§ DIRECTIONS: Go through the records and give each one again exactly, omitting the images.

§ RECORDS SHOWN:
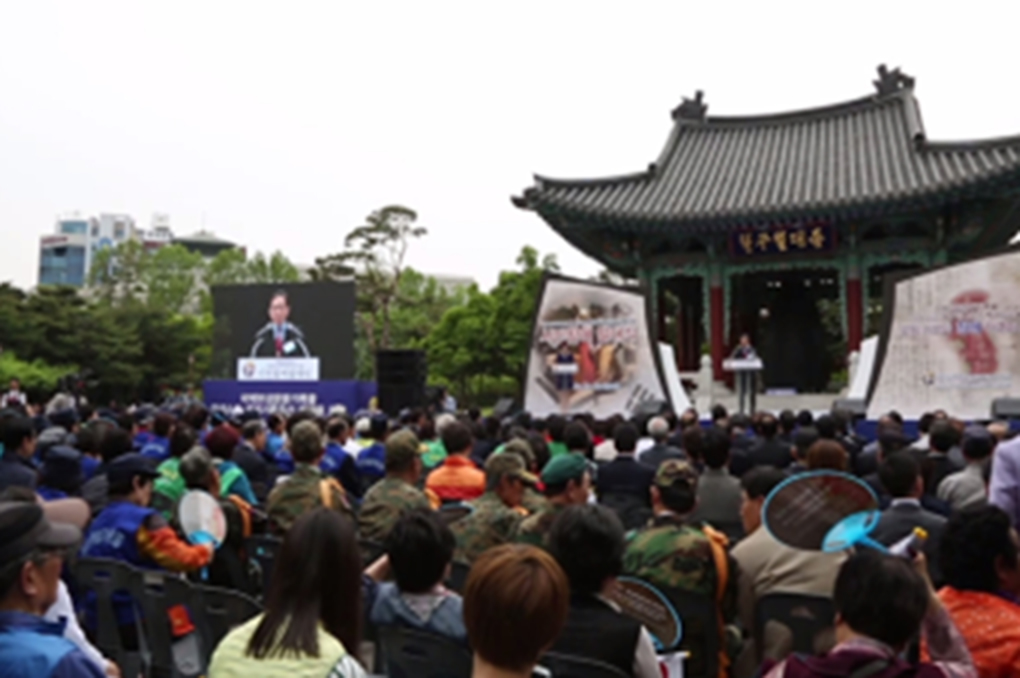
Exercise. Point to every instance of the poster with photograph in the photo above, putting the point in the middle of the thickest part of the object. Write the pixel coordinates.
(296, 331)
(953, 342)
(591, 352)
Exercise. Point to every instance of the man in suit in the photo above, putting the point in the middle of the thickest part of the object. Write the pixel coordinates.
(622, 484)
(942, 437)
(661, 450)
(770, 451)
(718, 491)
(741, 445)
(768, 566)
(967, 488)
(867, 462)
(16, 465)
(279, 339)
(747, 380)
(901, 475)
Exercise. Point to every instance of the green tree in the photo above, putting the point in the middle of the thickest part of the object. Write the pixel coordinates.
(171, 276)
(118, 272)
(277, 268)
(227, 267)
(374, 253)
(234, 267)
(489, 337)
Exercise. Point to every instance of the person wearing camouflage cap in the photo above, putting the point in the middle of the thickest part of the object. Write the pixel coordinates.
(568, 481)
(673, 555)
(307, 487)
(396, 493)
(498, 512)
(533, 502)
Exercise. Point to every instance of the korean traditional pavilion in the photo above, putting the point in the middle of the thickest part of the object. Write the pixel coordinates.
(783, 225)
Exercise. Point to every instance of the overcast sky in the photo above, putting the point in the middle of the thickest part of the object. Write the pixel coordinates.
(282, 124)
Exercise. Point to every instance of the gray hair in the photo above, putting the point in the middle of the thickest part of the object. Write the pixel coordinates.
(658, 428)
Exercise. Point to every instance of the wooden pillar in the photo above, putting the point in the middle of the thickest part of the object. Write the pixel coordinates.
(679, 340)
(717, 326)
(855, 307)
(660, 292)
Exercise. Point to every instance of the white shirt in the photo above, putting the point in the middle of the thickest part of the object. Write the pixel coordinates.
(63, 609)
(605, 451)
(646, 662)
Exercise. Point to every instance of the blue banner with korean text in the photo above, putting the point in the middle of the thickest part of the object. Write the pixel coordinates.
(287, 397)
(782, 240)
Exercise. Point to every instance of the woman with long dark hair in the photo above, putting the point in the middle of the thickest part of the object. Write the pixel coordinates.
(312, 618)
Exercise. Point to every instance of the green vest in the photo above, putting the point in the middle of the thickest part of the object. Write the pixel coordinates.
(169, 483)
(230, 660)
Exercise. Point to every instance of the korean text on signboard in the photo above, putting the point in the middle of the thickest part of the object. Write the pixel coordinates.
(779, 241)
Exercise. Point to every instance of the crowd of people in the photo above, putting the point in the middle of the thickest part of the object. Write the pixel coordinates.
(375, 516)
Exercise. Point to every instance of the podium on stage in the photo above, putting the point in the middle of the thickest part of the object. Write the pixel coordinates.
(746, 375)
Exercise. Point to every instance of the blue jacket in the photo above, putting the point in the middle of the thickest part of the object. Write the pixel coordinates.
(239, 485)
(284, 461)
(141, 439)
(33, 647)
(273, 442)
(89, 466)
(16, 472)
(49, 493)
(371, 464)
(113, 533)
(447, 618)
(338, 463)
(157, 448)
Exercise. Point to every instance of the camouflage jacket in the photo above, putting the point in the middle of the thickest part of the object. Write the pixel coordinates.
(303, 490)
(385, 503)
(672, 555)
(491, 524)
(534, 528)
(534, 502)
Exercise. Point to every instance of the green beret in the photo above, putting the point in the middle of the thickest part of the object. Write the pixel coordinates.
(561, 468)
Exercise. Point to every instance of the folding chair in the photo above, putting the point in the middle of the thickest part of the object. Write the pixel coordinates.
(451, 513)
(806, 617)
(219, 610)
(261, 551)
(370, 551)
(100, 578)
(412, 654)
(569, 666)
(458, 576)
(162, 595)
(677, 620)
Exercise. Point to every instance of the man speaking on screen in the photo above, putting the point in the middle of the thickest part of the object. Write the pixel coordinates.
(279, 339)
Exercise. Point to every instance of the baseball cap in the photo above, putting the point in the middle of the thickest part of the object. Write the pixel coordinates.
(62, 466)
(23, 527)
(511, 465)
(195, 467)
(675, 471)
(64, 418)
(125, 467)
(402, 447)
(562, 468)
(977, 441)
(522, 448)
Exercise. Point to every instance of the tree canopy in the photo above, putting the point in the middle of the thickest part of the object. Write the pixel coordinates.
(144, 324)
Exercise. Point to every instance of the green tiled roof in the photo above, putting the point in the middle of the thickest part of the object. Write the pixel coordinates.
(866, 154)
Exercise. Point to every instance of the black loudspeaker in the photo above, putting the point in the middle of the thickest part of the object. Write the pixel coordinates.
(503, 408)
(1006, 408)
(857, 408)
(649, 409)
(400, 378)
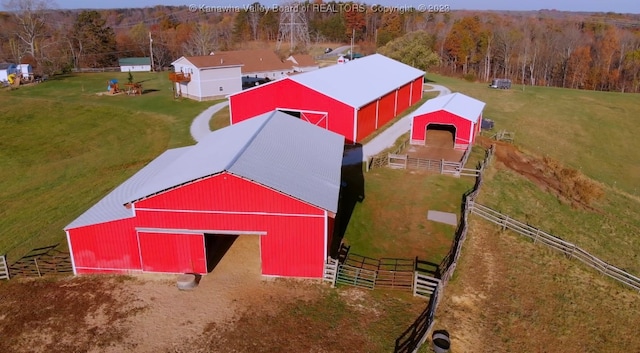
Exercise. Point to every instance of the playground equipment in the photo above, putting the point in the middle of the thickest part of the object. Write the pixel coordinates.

§ TASK SOLUTION:
Exercise. Point to every instance of the poster with photograph in the photo above, putting the point in the middle of the thickest part of the object. Write the pixel coordinates.
(296, 331)
(953, 342)
(591, 352)
Exercise. Point to every instance of the man in suit in the photo above, putting the point in the middle of the thickest part of the object. Write the pixel coordinates.
(622, 484)
(942, 437)
(661, 450)
(770, 451)
(718, 491)
(741, 445)
(768, 566)
(967, 488)
(867, 462)
(16, 465)
(279, 339)
(747, 380)
(901, 475)
Exercise. Point to every instance of the green tree in the photo above, putting the point in the middle of the thickest part of the object. Write the pixel coordinates.
(171, 276)
(118, 272)
(277, 268)
(227, 267)
(374, 253)
(234, 267)
(489, 337)
Exercise. Point to every instance of the person wearing camouflage cap in the photo above, putting the point in the middle of the thickest part of the object. Write the pixel coordinates.
(568, 481)
(673, 555)
(307, 487)
(396, 493)
(498, 512)
(533, 502)
Exercise. Point to every instance of the korean traditional pavilion in the photo above, putting the point in the middle of the thickest part of the object. Write the pixel coordinates.
(783, 225)
Exercise. Point to every instance of the overcast sky in the photo above, putting the point in the middle of the thickest part of the object. Write the pixel coordinates.
(282, 124)
Exercise. Point to every instance of the gray hair in the photo above, putting the point in the middle of the thickest part of the object. Write the pixel coordinates.
(658, 428)
Exercise. Point to every instance of the wooden pillar in the photo above, putting the point in the middle of the thickest part of the object. Write the pixel coordinates.
(679, 340)
(717, 326)
(855, 307)
(660, 292)
Exercise. Point to every instance of the white shirt in the photo above, putting the point in the middle of the thickest part of the object. Write the pixel coordinates.
(63, 609)
(605, 451)
(646, 662)
Exercise. Point to every instance of the blue banner with korean text in the photo above, putting the point in the middle of the thickest part of the object. Write the pixel coordinates.
(287, 397)
(782, 240)
Exercise. Point to every instance of the woman with long dark hair in the photo above, putting the point in the middle of the thickest part of the object. Write the pixel coordinates.
(312, 618)
Exercise. Point to every instance of the green vest in the photo above, putting the point in the middle of the thickest part of the object. Write the pixel coordinates.
(169, 483)
(230, 660)
Exercise. Point to every instance of the korean text on signboard in the photo above, putting the point in the middle of the thickest part of the object. Write the pixel coordinates.
(779, 241)
Exercise. Point to every instance of the crowd of people in the photo above, putting the point in the middle of the thickest part of the object. Write the pixel coordinates.
(375, 516)
Exercise. Point to every instance of the podium on stage in the photo above, putting the point in the middle of the thickest part of the object. Write the pixel coordinates.
(746, 375)
Exercise. Point to every instance of the blue jacket in the photo above, putting the point in the middle of the thickest part of the object. Write the pixel coordinates.
(239, 485)
(284, 461)
(141, 439)
(33, 647)
(273, 442)
(89, 466)
(16, 472)
(49, 493)
(371, 464)
(113, 533)
(447, 618)
(338, 463)
(157, 448)
Exercise. Point to every instance of the camouflage jacket in the photo above, putting the point in the middle of the thickest part of the object. Write the pixel coordinates.
(303, 490)
(385, 503)
(672, 555)
(491, 524)
(534, 528)
(534, 502)
Exercise. Point to every instance of the green beret in the photo above, putting the point in the middle of the thickest part of the object. Write the pixel coordinates.
(561, 468)
Exercise. Point to every instance of the folding chair in the photo above, putting the point in the middle of the thickest part of the object. Write the pixel coordinates.
(451, 513)
(806, 617)
(219, 610)
(261, 551)
(370, 551)
(100, 578)
(412, 654)
(569, 666)
(458, 576)
(162, 595)
(677, 620)
Exercise. Point to every instance of the man speaking on screen in the photo above, putting the point in the middle of the thickest part of the object. Write the pixel coordinates.
(279, 339)
Exercise. Point to every instance of the baseball cap in the photo above, putting the point in the middle of the thickest part of the object. Write the pixel coordinates.
(62, 466)
(23, 527)
(511, 465)
(195, 467)
(675, 471)
(64, 418)
(125, 467)
(402, 447)
(562, 468)
(977, 441)
(522, 448)
Exercise. Point to every instance of the tree canopy in the photo above, putting the point in the middle of the thickest part of the object. Write the pixel coordinates.
(144, 324)
Exercise. Point to every instance of the green tiled roof in the photo above, putting the point in the middle of the thickest part of the object. Write the pixel coordinates.
(866, 154)
Exercise. Point to every instance of the black loudspeaker in the photo above, putting the point in the middle of the thickest part of the object. Write the pixel coordinates.
(503, 408)
(1006, 408)
(857, 408)
(649, 409)
(400, 378)
Exercise. Point to every instance of the playground equipment in the photo above, putting the point in the middle of the thickest part of the object. Write the pixel coordinates.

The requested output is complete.